What is expected => Identify all lines in the data containing the string "building". Copy them out.

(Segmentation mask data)
☆ ☆ ☆ ☆ ☆
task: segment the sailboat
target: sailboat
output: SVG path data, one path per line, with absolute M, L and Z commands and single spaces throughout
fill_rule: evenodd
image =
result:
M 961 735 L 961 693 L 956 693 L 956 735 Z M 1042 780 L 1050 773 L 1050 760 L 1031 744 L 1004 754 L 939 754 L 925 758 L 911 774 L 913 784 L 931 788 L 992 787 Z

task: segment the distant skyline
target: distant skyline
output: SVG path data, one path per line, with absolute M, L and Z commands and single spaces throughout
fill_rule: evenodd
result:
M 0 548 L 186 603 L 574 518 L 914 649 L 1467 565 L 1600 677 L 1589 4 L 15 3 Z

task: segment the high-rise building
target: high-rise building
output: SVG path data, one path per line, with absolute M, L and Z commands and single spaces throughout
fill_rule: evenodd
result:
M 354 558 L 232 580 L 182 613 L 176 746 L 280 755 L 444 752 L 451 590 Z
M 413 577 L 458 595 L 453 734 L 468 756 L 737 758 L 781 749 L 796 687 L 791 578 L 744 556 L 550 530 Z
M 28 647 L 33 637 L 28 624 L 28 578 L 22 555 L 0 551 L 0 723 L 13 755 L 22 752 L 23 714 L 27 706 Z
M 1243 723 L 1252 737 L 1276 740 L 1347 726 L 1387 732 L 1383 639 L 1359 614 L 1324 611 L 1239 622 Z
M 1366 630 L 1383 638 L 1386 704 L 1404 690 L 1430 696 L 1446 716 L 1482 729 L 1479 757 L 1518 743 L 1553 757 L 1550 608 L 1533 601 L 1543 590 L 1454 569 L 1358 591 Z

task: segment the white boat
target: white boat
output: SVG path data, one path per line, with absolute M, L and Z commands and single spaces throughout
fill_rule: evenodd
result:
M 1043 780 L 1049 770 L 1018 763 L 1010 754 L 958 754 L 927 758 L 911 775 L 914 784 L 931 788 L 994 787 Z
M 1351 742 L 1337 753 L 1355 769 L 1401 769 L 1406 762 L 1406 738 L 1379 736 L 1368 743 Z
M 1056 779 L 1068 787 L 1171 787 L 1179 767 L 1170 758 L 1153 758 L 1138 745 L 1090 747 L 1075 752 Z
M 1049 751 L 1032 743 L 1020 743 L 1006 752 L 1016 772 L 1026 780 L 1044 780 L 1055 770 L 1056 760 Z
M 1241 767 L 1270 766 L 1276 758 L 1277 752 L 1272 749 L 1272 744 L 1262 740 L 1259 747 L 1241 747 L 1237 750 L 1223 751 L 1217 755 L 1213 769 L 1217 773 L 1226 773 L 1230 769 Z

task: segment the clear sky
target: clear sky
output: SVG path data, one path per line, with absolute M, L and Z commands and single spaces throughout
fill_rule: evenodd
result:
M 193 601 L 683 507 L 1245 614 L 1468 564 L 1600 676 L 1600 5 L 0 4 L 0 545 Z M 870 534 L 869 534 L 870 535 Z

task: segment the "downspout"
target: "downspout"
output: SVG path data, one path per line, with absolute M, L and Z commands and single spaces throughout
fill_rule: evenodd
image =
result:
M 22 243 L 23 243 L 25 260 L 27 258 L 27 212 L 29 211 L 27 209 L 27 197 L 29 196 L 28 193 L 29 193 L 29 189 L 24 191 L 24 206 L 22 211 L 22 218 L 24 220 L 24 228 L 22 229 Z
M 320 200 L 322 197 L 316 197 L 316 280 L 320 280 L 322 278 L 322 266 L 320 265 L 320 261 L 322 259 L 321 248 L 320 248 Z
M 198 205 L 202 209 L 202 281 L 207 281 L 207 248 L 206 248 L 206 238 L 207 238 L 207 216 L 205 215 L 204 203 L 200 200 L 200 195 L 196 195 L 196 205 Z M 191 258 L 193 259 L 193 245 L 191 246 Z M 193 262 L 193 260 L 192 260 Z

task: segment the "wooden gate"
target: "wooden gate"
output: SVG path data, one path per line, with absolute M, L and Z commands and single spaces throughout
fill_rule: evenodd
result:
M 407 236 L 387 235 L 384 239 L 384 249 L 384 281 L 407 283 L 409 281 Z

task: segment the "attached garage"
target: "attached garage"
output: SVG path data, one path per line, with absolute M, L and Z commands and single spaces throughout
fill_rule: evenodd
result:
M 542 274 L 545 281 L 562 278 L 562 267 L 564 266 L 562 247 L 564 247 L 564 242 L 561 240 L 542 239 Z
☆ ☆ ☆ ☆ ☆
Finished task =>
task: segment the high-rise building
target: high-rise building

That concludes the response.